Give an exact copy of the data that follows, but none of its pictures.

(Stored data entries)
=== Begin Enclosure ===
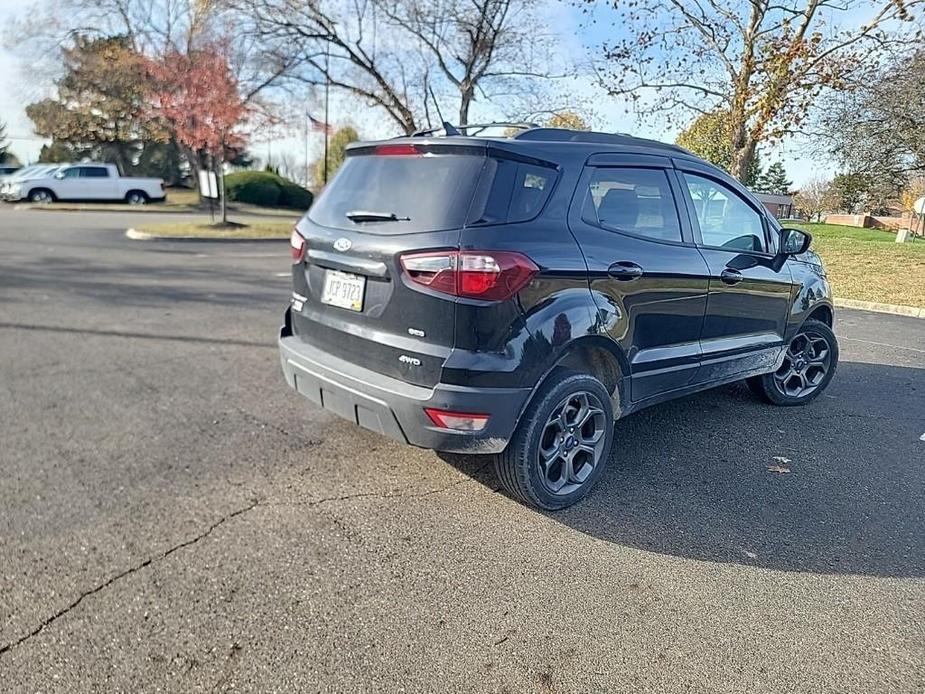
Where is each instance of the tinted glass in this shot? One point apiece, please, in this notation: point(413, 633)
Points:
point(726, 221)
point(636, 201)
point(432, 191)
point(93, 172)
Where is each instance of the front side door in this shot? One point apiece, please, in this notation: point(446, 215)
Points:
point(648, 279)
point(750, 285)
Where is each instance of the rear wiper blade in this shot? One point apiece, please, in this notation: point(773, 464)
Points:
point(364, 216)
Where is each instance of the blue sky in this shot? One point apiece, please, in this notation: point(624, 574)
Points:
point(18, 88)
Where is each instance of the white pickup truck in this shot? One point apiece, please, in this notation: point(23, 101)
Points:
point(85, 182)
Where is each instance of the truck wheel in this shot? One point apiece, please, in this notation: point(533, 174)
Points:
point(807, 369)
point(136, 197)
point(41, 196)
point(562, 443)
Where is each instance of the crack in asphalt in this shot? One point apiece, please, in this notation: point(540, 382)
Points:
point(385, 495)
point(128, 572)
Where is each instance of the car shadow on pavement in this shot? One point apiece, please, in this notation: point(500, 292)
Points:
point(835, 487)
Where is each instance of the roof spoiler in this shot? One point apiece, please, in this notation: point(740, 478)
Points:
point(449, 130)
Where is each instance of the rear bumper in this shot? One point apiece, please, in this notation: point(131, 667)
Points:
point(395, 408)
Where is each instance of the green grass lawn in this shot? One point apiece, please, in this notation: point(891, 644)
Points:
point(869, 265)
point(254, 229)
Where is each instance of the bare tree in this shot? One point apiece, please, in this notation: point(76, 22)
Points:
point(763, 62)
point(477, 46)
point(393, 54)
point(815, 198)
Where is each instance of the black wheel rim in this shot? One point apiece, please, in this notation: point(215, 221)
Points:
point(572, 443)
point(806, 363)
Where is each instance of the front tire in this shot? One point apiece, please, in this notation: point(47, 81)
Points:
point(41, 196)
point(136, 197)
point(808, 368)
point(562, 443)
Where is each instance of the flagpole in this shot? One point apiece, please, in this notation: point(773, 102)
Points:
=== End Enclosure ===
▶ **OUTPUT FOR THIS EXERCISE**
Where is each instance of the tinted glass in this shot? One point apiece, please, in this notation: point(413, 633)
Points:
point(726, 221)
point(636, 201)
point(432, 191)
point(93, 172)
Where is each instance of the front side door in this shot? One point apiece, please, in this notation: point(446, 215)
Points:
point(648, 279)
point(750, 285)
Where is each instance of the rear wiper blade in this shot? One point apiece, please, in this notation: point(773, 464)
Points:
point(364, 216)
Where is each instance of the blue sky in this shot? One point apiece, please, in this notation: point(624, 574)
Points:
point(18, 88)
Where is each instance of the white pickup truck in this shot? One point apiece, please, in this notation: point(23, 101)
Points:
point(85, 182)
Where is each instance of the truck wheel in this shot? One point apiece, please, in this notation: point(533, 174)
Points:
point(807, 369)
point(136, 197)
point(41, 196)
point(562, 443)
Where is each instance of the crack in asphalt in this shot? One point apiece, please, in this notation: point(540, 382)
Points:
point(385, 495)
point(128, 572)
Where is each instance of the car shadow on pavement in this shot? One point apiece, please, in this notation: point(500, 292)
Points:
point(835, 487)
Where is each instance of the roof spoiler in this shot? One point apiece, please, in this notation: point(740, 478)
Points:
point(449, 130)
Where is each instance of the rear bumper in this shot? One point apiece, please, in this notation: point(131, 667)
Points:
point(395, 408)
Where is each instance of the green grass lawn in this shot? One point apiece, please, in this notation: point(891, 644)
Points:
point(869, 265)
point(254, 229)
Where is each instance of the bare tree in this shot? One point apiece, please, in this notation: point(76, 22)
Points:
point(763, 62)
point(477, 46)
point(393, 54)
point(815, 198)
Where is each instance of the black wheel rim in this shot? One point apiece, please, in this notation: point(215, 221)
Points:
point(572, 443)
point(806, 363)
Where is each instance of the front tire in this shot? One point apiece, please, in this notation: point(47, 81)
Points:
point(41, 196)
point(136, 197)
point(808, 368)
point(562, 443)
Where is each instance of the flagpole in this shot? One point apiece, please, in this notation: point(773, 102)
Points:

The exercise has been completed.